Записи из набора данных
>>>
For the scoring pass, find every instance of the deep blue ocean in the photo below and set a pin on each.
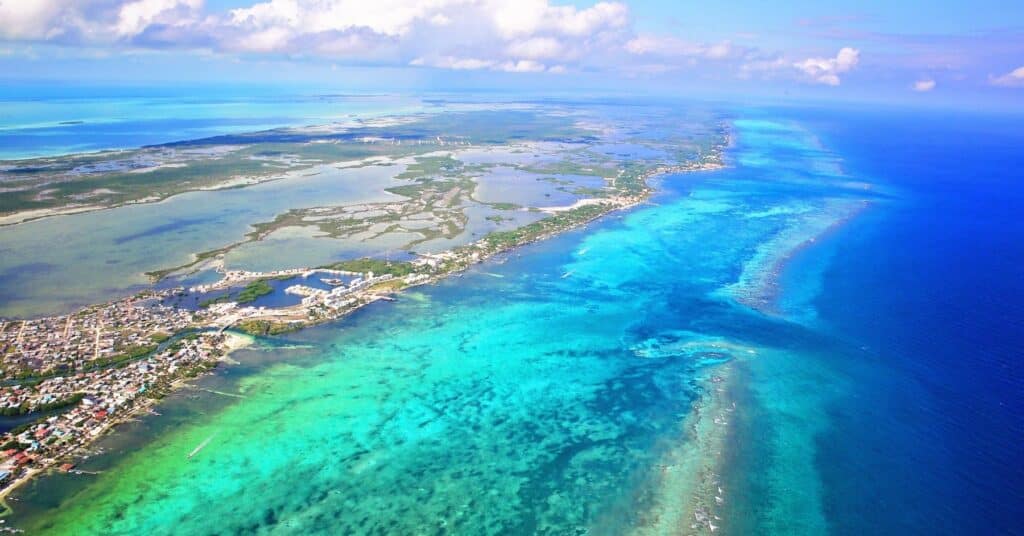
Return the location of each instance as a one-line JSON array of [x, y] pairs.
[[932, 286]]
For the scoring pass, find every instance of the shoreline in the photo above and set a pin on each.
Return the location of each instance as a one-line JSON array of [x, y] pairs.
[[461, 258], [232, 341]]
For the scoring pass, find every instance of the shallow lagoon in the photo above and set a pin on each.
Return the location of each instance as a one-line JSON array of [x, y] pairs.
[[548, 394], [59, 263]]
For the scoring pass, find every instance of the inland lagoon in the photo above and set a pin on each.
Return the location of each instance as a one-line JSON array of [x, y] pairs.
[[730, 357]]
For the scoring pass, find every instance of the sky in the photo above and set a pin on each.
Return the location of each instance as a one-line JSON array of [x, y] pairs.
[[898, 50]]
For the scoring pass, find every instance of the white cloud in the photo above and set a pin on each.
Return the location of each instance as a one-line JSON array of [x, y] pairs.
[[925, 85], [525, 17], [826, 70], [672, 46], [34, 19], [458, 64], [522, 66], [133, 17], [1014, 78], [521, 36], [537, 48]]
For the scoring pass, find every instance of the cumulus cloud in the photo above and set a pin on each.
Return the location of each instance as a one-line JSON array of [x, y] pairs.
[[925, 85], [521, 36], [525, 36], [1014, 78], [672, 46], [826, 70]]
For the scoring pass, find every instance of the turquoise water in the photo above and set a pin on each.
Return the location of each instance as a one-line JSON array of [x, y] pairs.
[[107, 253], [590, 383], [823, 338], [51, 120]]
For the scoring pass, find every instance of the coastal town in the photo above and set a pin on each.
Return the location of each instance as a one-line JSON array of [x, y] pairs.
[[68, 379]]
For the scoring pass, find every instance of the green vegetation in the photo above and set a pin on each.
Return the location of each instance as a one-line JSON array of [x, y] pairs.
<<<
#### Цель задания
Процитируйте дословно всё от начала записей вниз до строки, где стоит «[[461, 258], [232, 341]]», включая её. Картинки в ответ не включайте.

#### Результат
For the scoring pass, find every instance of the deep blue ocean in the photo below and set a pin on each.
Return the location of each instance as a one-line JSON array of [x, y] pairs.
[[932, 286]]
For the scoring pass, find every instance of the shoreline in the photo above and set a pin on each.
Return the location of each instance as a one-line JSON array of [x, y] pairs.
[[461, 258], [232, 341]]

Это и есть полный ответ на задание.